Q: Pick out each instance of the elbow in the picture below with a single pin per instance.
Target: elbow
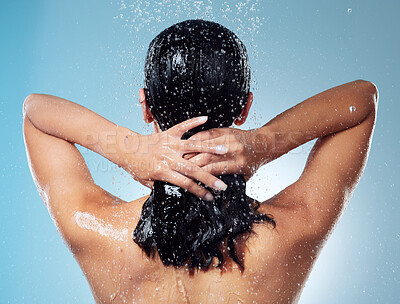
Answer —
(370, 93)
(29, 100)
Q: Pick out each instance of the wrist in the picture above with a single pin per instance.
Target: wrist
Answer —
(127, 147)
(266, 144)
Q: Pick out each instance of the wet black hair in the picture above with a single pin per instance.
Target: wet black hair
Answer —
(196, 68)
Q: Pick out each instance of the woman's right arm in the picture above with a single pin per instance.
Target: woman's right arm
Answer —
(343, 120)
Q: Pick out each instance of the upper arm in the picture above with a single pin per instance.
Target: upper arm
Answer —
(61, 177)
(333, 170)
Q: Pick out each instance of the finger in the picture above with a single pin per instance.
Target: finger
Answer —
(181, 128)
(209, 134)
(189, 155)
(184, 182)
(194, 172)
(190, 146)
(223, 167)
(204, 159)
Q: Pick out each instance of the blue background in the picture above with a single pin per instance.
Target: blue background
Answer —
(92, 52)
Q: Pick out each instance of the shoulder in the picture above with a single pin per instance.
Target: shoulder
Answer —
(102, 220)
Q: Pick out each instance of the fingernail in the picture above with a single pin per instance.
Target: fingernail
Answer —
(221, 149)
(209, 197)
(220, 185)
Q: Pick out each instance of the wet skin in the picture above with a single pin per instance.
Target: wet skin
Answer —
(97, 226)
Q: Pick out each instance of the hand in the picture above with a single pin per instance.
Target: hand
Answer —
(246, 151)
(160, 157)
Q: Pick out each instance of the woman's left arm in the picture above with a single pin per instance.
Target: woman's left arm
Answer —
(52, 127)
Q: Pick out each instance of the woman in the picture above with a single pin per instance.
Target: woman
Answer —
(198, 238)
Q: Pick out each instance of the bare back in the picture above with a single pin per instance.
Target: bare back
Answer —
(97, 226)
(276, 261)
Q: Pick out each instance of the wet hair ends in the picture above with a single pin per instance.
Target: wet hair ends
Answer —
(196, 68)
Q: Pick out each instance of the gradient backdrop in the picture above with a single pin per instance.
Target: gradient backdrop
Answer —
(92, 52)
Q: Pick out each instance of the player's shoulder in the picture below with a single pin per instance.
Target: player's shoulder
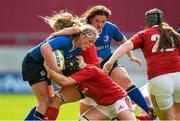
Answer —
(110, 24)
(63, 37)
(151, 30)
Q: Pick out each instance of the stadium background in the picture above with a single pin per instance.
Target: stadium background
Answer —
(21, 29)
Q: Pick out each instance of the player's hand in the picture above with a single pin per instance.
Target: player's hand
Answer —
(100, 60)
(50, 36)
(136, 60)
(107, 67)
(47, 69)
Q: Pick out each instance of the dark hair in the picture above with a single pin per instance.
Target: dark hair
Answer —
(93, 11)
(169, 37)
(154, 17)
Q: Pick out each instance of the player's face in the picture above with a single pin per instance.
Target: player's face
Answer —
(86, 41)
(98, 22)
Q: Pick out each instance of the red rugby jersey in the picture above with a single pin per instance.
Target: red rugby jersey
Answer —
(158, 63)
(94, 83)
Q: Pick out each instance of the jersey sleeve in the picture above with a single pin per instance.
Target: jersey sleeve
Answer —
(59, 42)
(82, 75)
(137, 40)
(90, 55)
(117, 34)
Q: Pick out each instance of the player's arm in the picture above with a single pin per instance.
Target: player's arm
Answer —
(119, 52)
(90, 55)
(47, 53)
(130, 53)
(58, 78)
(66, 31)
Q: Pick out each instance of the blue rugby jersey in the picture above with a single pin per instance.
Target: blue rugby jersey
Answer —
(63, 43)
(103, 43)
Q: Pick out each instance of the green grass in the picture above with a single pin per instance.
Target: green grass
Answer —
(17, 106)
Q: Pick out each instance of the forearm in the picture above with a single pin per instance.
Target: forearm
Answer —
(47, 54)
(121, 50)
(66, 31)
(129, 53)
(60, 79)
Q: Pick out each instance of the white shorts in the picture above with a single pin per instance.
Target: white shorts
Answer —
(114, 109)
(165, 90)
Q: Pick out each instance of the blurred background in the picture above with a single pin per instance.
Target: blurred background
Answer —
(21, 29)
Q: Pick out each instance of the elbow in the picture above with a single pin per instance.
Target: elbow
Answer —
(76, 30)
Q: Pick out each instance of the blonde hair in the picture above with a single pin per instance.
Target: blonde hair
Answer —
(93, 11)
(61, 19)
(87, 30)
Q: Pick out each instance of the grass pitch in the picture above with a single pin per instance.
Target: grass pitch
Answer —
(17, 106)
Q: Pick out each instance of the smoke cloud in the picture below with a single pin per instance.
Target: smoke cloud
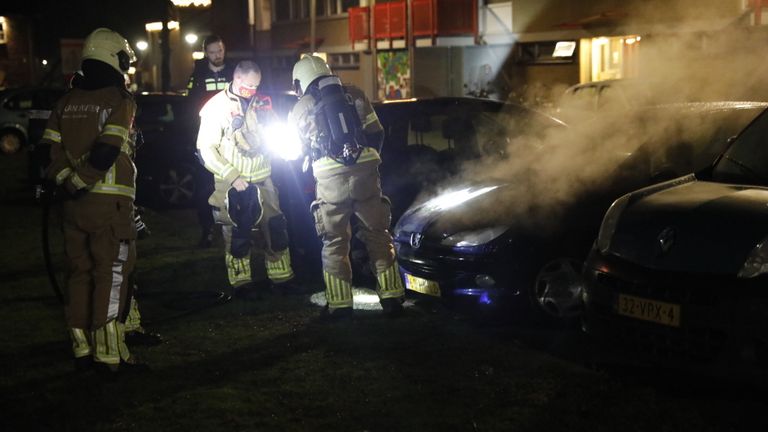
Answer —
(691, 66)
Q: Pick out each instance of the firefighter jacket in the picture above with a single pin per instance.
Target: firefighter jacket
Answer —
(303, 116)
(217, 140)
(204, 82)
(84, 117)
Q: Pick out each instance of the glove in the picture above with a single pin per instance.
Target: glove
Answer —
(142, 230)
(71, 191)
(248, 137)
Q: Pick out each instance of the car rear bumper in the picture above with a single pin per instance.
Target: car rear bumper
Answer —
(458, 275)
(722, 320)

__WORK REQUIRED__: Reproduce all of the data exactly; the pictures do not belong in the copy.

__OUTPUT__:
Q: Pick out each instance of the elbow in the picture below with a single pin per instance.
Target: elbow
Answer —
(370, 93)
(29, 100)
Q: Pick out each instance of the wrist in the picture above with a single pin per instance.
Target: wrist
Answer —
(127, 147)
(266, 144)
Q: Pick out each instance of the wet black hair in the picture above with a single pin per instance.
Target: wet black hair
Answer —
(196, 68)
Q: Pick out each instance of the woman's right arm in the picture above with a single pin per instance.
Target: woman's right arm
Answer —
(343, 120)
Q: Pick out each instance of the upper arm in the picture above with a single pin per instance.
Target: upper arm
Answer —
(61, 177)
(333, 170)
Q: Pick out each instance of the finger in the picture above with a single pin per instance.
Target: finger
Answer —
(181, 128)
(209, 134)
(189, 155)
(184, 182)
(194, 172)
(190, 146)
(223, 167)
(204, 159)
Q: Pick out each instance of the blue background in the picture above with a single pin per instance.
Target: blue background
Answer —
(92, 52)
Q: Pick out each instance of the shoulder in the picture above with a single pin per instance.
Target: shoulder
Answer —
(102, 220)
Q: Pick out each instance of the fingernail in the picture above with a single pin per instance.
Target: fingernail
Answer —
(221, 149)
(209, 197)
(220, 185)
Q: Pick out each instance of the wet skin in the picture above with a single pin per instance.
Target: wet skin
Answer —
(97, 226)
Q: Pick out each instance of the hand in the picture above with a single pin per instance.
Target: hand
Answer —
(246, 151)
(160, 157)
Q: Pick out each instance of the woman's left arm in the picture above with a single pin per instance.
Target: woman's left arm
Answer —
(52, 127)
Q: Pick out each instance of the woman in the picture above with a single pin per instance.
Target: woman
Answer —
(198, 238)
Q: Pick out each instance of the bare back in the picture above with a single pin per instance.
Target: bare back
Answer —
(97, 226)
(276, 261)
Q: Pick out each instance of the wet hair ends in the picture above with a single pin per instance.
Target: wet hair ends
Answer —
(196, 68)
Q: Pick out each instance of the gradient backdrop in the picture above with a single pin per instance.
Target: gradient backdrop
Answer —
(92, 52)
Q: Pick out each instance of the player's shoulder in the picture below with a single pin per instance.
Target: player's shoulder
Answer —
(110, 24)
(63, 37)
(151, 30)
Q: Pick out each instance of the stadium background in the picture above with a single pin per instance.
Target: stadium background
Answer —
(21, 29)
Q: Pick out each instance of the player's hand in the picture above with a single pin per instance.
Target: player's hand
Answer —
(100, 60)
(50, 36)
(136, 60)
(107, 67)
(47, 69)
Q: Pick out each instance of the dark hair in the picture above with a single pin per instance.
Target: dark hair
Answer —
(93, 11)
(169, 37)
(154, 17)
Q: Pick out each instance of the player's face in the picture above with a single pin per instance.
Target: player's face
Answer —
(86, 41)
(98, 22)
Q: Pick out each instance of the red rugby jersey in the picture above with a single pin per instance.
Target: red rugby jersey
Answer —
(158, 63)
(94, 83)
Q: Pick out each instance of the jersey sleeve in the picture above with a single pin per instance.
Target: jersey sleeve
Answer —
(59, 42)
(82, 75)
(137, 40)
(90, 55)
(117, 34)
Q: Pick out each instance of the player's arm in the picture above with a single pin per instance.
Target: player's arm
Answer —
(119, 52)
(90, 55)
(47, 53)
(130, 53)
(58, 78)
(66, 31)
Q: Pick out each instance of the blue rugby jersey in the picture above with a single pin per instance.
Target: blue rugby jersey
Answer —
(63, 43)
(103, 43)
Q: Pick out each instance of the green grass in the picture above with a single pin per instance.
Target: green grass
Answer —
(17, 106)
Q: Pick out each instance of the forearm in the picture above with a single pin per instance.
Target: forearm
Answer —
(47, 54)
(121, 50)
(66, 31)
(129, 53)
(60, 79)
Q: Pick out each instance of the white shorts in the picture above with a single pin per instance.
Target: white shorts
Answer —
(114, 109)
(165, 90)
Q: Pick out each instance of the blurred background in the picture above with a single pin per instance.
Target: blurred background
Answer —
(21, 29)
Q: Pick out each instance of the elbow in the picture above with a single pin per instance.
Target: elbow
Answer —
(76, 30)
Q: Pick out each instance of the blonde hair in the picture above with a single pin per instance.
Target: blonde hair
Answer —
(93, 11)
(61, 19)
(87, 30)
Q: Pick out each instance of the grass pitch in the picture above with a single pin per instance.
Target: grass pitch
Answer —
(17, 106)
Q: Pick out each instance of the smoke cloud in the picture below with a single pin per instance.
Target: smoke cloud
Answer —
(691, 66)
Q: Pick out each instance of the firefighter jacket in the picture above with a single pin per instance.
Target: firefighter jacket
Answer —
(303, 116)
(217, 140)
(204, 82)
(84, 117)
Q: Pick out each instance of the glove in the picture above with a single pin per instance.
Target: glove
Answer —
(142, 230)
(71, 191)
(248, 137)
Q: Pick out each instance of the car rear bumper in the picture above with a single pin per instance.
Target: car rear bumper
Answer —
(458, 275)
(722, 320)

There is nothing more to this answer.